EXERCISE GOAL »
Put the stretch of the items from the line containing "# test: put a marker on the wooden rail, one" through the end of the items into a numbered list, skipping any blank lines.

— START EXTRACTED MATERIAL —

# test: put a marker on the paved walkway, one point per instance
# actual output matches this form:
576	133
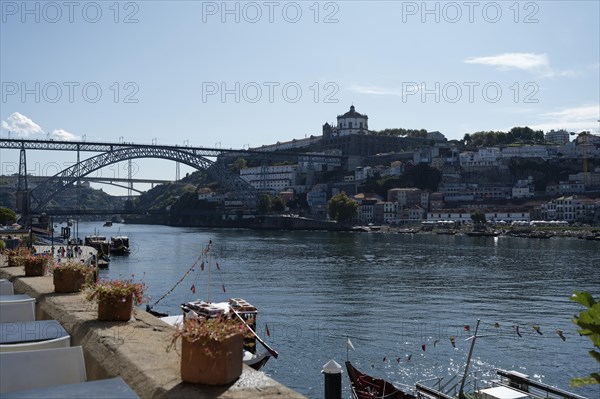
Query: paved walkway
84	254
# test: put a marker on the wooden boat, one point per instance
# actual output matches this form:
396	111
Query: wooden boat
364	386
119	245
511	385
235	308
482	233
100	243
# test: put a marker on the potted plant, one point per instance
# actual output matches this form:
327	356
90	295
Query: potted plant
115	298
35	265
70	276
211	349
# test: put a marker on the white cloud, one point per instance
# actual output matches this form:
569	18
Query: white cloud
580	118
379	91
538	64
60	134
21	125
525	61
407	89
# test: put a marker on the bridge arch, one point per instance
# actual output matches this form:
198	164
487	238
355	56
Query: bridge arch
43	193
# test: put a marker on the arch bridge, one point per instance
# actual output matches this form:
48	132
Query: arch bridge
195	157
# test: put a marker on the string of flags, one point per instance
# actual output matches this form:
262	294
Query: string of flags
205	252
513	329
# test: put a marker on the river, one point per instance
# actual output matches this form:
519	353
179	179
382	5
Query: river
398	297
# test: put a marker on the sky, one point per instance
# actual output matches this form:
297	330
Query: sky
239	74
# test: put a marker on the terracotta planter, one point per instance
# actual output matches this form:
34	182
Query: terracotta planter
68	280
35	268
212	363
112	308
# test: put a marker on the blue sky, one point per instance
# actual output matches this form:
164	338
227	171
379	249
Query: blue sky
250	73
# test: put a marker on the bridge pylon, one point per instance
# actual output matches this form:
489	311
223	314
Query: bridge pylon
22	204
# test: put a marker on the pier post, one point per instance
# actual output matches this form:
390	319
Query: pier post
333	380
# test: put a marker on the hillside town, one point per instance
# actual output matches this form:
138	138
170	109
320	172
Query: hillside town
415	176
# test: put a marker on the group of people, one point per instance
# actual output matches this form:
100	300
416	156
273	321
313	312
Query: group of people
69	252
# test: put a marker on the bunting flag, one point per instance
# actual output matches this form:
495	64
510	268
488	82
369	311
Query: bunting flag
350	345
516	326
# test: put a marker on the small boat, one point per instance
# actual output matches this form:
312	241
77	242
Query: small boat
119	245
364	386
482	233
100	244
234	308
511	385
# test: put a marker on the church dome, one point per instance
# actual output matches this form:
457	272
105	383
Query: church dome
353	114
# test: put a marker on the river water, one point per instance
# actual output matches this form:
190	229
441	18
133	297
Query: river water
399	298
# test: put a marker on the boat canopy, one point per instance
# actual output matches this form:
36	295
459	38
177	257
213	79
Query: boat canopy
501	392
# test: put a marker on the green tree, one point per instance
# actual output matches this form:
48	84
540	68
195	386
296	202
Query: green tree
7	215
264	203
478	218
239	164
589	322
277	204
342	208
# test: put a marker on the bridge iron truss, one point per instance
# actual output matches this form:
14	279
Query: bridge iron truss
46	191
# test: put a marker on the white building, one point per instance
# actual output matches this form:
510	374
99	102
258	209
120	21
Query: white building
527	151
362	173
488	156
557	136
352	122
509	217
523	188
271	178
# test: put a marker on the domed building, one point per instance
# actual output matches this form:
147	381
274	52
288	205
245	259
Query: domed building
352	122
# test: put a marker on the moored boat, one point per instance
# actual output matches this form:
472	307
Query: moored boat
234	308
119	245
364	386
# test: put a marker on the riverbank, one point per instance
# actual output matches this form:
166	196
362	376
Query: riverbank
133	350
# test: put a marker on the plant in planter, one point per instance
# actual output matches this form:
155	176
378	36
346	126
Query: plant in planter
35	265
70	276
16	257
115	298
211	350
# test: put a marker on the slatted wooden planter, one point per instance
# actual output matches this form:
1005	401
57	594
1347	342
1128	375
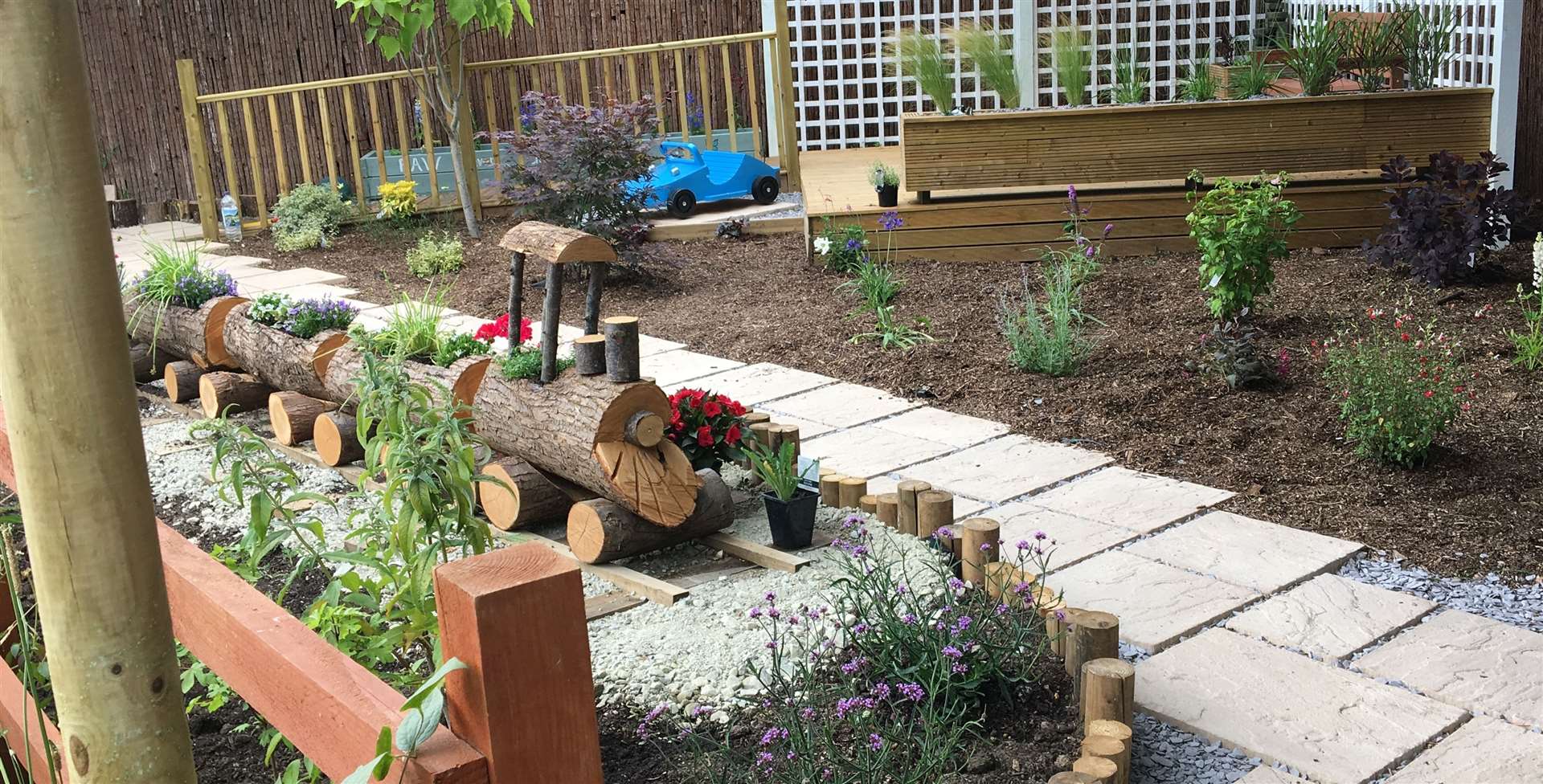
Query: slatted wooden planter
1167	141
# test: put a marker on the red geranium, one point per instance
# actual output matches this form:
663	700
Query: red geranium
706	427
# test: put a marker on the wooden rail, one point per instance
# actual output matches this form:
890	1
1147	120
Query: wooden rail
288	135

— END EXTRACTED MATERIAL —

WORKED ANSWER »
1. # test: put a marker on the wooden rail, one point per instance
2. # actual output matches this form:
3. 890	1
4. 1147	120
5. Query: wooden rail
6. 288	135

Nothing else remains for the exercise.